Begin Passage given
Pentecost +2C - With a whisper

Whispered

1 Kings 19:1-15a
Ahab told Jezebel all that Elijah had done, and how he had killed all the prophets with the sword. Then Jezebel sent a messenger to Elijah, saying, “So may the gods do to me, and more also, if I do not make your life like the life of one of them by this time tomorrow.” Then he was afraid; he got up and fled for his life, and came to Beer-sheba, which belongs to Judah; he left his servant there.

But he himself went a day’s journey into the wilderness, and came and sat down under a solitary broom tree. He asked that he might die: “It is enough; now, O Lord, take away my life, for I am no better than my ancestors.” Then he lay down under the broom tree and fell asleep. Suddenly an angel touched him and said to him, “Get up and eat.” He looked, and there at his head was a cake baked on hot stones, and a jar of water. He ate and drank, and lay down again. The angel of the Lord came a second time, touched him, and said, “Get up and eat, otherwise the journey will be too much for you.” He got up, and ate and drank; then he went in the strength of that food forty days and forty nights to Horeb the mount of God. At that place he came to a cave, and spent the night there.

Then the word of the Lord came to him, saying, “What are you doing here, Elijah?” He answered, “I have been very zealous for the Lord, the God of hosts; for the Israelites have forsaken your covenant, thrown down your altars, and killed your prophets with the sword. I alone am left, and they are seeking my life, to take it away.”

He said, “Go out and stand on the mountain before the Lord, for the Lord is about to pass by.” Now there was a great wind, so strong that it was splitting mountains and breaking rocks in pieces before the Lord, but the Lord was not in the wind; and after the wind an earthquake, but the Lord was not in the earthquake; and after the earthquake a fire, but the Lord was not in the fire; and after the fire a sound of sheer silence. When Elijah heard it, he wrapped his face in his mantle and went out and stood at the entrance of the cave. Then there came a voice to him that said, “What are you doing here, Elijah?” He answered, “I have been very zealous for the Lord, the God of hosts; for the Israelites have forsaken your covenant, thrown down your altars, and killed your prophets with the sword. I alone am left, and they are seeking my life, to take it away.” Then the Lord said to him, “Go, return on your way to the wilderness of Damascus.”
End Passage given
Begin Available records
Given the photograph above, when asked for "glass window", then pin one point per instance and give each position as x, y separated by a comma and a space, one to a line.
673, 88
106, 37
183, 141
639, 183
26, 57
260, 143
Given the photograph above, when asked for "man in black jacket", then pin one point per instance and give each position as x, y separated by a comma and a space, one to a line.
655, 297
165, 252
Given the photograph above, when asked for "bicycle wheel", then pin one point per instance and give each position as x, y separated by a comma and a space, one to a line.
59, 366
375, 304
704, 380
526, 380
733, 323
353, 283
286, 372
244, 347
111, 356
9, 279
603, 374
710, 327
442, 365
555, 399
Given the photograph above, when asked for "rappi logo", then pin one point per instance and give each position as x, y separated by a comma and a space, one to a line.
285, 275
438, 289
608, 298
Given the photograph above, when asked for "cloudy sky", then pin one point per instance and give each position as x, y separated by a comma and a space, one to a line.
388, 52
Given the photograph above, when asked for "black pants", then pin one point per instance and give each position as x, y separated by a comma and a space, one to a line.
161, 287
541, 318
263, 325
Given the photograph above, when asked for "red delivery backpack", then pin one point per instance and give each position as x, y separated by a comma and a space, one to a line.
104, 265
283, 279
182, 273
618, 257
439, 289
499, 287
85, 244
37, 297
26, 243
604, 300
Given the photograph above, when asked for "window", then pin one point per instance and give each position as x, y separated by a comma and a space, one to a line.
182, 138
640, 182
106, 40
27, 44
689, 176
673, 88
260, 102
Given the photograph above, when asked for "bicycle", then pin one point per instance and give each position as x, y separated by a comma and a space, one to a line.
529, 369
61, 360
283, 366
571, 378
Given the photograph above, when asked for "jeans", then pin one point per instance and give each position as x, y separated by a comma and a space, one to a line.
End Available records
## Work instructions
[1] List every line of the listing above that contains the word "position".
[2] Pick up the 1 Kings reading about Elijah above and continue it past its final sentence.

## Final answers
[1]
Given the photograph above, when asked for "glass window", then pin one point per instance and give each position as x, y separated by a comma and a space, one to a line.
Given the photograph above, when asked for "man in black jacket", then pin one point per instance and give each position as x, y separated by a comma and a space, one to a line.
Given the photograph above, when asked for "bicycle wheel", then pin one point per instance and give each position as x, y separated by a comma and a space, one to a line.
Given the photograph above, when asked for "rappi logo", then pin one point per instance and give each position as x, y separated by a comma and a space, one to a line.
Given the photograph above, when asked for "cloudy sky", then pin one point per instance and give each position as x, y separated by a comma and a space, one to a line.
Given the photograph above, when asked for "black pants", then pin one point per instance and give each position as x, y separated by a comma and a space, one to a line.
Given the photograph above, when asked for "red delivery backpack", then pin one point per instance and give each position as x, y separated by a comma and a space, one to a line.
Given the photograph above, when asked for "window", then pin one point per instance and give each position as x, y separated by a comma and a space, one to a line.
Given the photograph above, when asked for "bicycle", then pin one point per instance and give each position as x, y separated by a comma and a space, one to a line.
Given the photograph above, when asked for "jeans", then pin one point per instance and give each position as x, y separated by a comma and a space, one to a line.

[2]
Luke 8:26-39
Then [Jesus and his disciples] arrived at the country of the Gerasenes, which is opposite Galilee. As he stepped out on land, a man of the city who had demons met him. For a long time he had worn no clothes, and he did not live in a house but in the tombs. When he saw Jesus, he fell down before him and shouted at the top of his voice, “What have you to do with me, Jesus, Son of the Most High God? I beg you, do not torment me”—for Jesus had commanded the unclean spirit to come out of the man. (For many times it had seized him; he was kept under guard and bound with chains and shackles, but he would break the bonds and be driven by the demon into the wilds.) Jesus then asked him, “What is your name?” He said, “Legion”; for many demons had entered him. They begged him not to order them to go back into the abyss.

Now there on the hillside a large herd of swine was feeding; and the demons begged Jesus to let them enter these. So he gave them permission. Then the demons came out of the man and entered the swine, and the herd rushed down the steep bank into the lake and was drowned.

When the swineherds saw what had happened, they ran off and told it in the city and in the country. Then people came out to see what had happened, and when they came to Jesus, they found the man from whom the demons had gone sitting at the feet of Jesus, clothed and in his right mind. And they were afraid. Those who had seen it told them how the one who had been possessed by demons had been healed. Then all the people of the surrounding country of the Gerasenes asked Jesus to leave them; for they were seized with great fear. So he got into the boat and returned. The man from whom the demons had gone begged that he might be with him; but Jesus sent him away, saying, “Return to your home, and declare how much God has done for you.” So he went away, proclaiming throughout the city how much Jesus had done for him.


—-
As we begin today, we need to get a little bit reoriented to our texts.

We have now transitioned into the church season of “Time after Pentecost,” something that we call “Ordinary Time,” because there’s not a festival day in sight for months and months. Another name for this season is, “that looooong green season that takes up all of the summer and most of the fall.”

During Ordinary Time, we get back to regularly scheduled programming with our texts. After taking detours into Acts and John during the Easter season, we now return to the gospel of Luke for the rest of the summer and deep into the fall. If you remember, the author of Luke particularly concerned with the lifting of oppression, for the unbinding of captives, and for relief for those burdened by poverty or illness. And he tells the story of Jesus accordingly.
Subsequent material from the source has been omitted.